_TASK GOAL_
Copy exactly the last part of the entries, starting from the line with "Reviewer note: every instance of the light" and including the final line.

═══ RECORD EXCERPTS ═══

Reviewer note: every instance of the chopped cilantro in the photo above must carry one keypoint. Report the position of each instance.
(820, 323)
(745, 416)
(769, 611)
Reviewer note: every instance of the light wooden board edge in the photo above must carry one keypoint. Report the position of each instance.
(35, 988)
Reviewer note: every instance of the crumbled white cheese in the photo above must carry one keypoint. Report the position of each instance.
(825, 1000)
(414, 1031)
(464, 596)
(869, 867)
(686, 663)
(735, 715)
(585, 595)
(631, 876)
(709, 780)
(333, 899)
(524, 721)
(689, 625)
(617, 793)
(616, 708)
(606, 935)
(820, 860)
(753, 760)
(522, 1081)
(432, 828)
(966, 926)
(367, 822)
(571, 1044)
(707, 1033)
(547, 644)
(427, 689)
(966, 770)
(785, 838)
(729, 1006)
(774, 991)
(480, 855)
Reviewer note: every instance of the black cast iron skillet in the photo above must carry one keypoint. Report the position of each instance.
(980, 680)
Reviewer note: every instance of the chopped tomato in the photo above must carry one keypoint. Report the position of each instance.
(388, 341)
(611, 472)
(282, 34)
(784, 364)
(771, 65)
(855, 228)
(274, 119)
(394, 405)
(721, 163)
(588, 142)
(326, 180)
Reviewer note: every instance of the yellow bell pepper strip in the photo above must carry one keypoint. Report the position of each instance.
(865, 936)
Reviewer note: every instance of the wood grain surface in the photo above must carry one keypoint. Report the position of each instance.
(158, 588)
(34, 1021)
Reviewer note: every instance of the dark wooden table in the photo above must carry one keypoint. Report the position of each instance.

═══

_TASK ANSWER_
Reviewer note: every instance of the light wooden board edge in the photo above must carry one keypoint. Report the position of each instance.
(35, 988)
Reviewer note: every instance of the crumbled white cheese in the photo above must carry one keypoint. Report the position of each instance.
(825, 1000)
(414, 1031)
(464, 596)
(869, 867)
(686, 663)
(735, 715)
(585, 595)
(631, 876)
(709, 780)
(333, 899)
(524, 721)
(689, 625)
(617, 793)
(616, 708)
(606, 935)
(820, 860)
(753, 760)
(522, 1081)
(432, 828)
(966, 926)
(367, 822)
(571, 1044)
(707, 1033)
(547, 644)
(427, 689)
(966, 770)
(785, 838)
(729, 1006)
(774, 991)
(480, 855)
Reviewer note: every instance of the black cast iron skillet in the photo above must carry one keypoint. Report the position of each instance.
(980, 680)
Reviewer note: every instance of the chopped tomato in the photo above must carry one keypoint. Report the position of each instance.
(388, 341)
(611, 472)
(282, 34)
(784, 364)
(771, 65)
(855, 228)
(274, 119)
(394, 405)
(721, 163)
(588, 142)
(326, 180)
Reviewer note: every instance of the yellow bell pepper strip in the photo above must carry one keypoint. Report the position of each instance.
(865, 936)
Reviewer note: every instance of the wood grain surface in the photo above must carry one keypoint. Report the position of each instance.
(158, 588)
(34, 1021)
Reviewer note: every instance of the dark wooden table in the photo above must carry one keypoint. Report the position of each instance.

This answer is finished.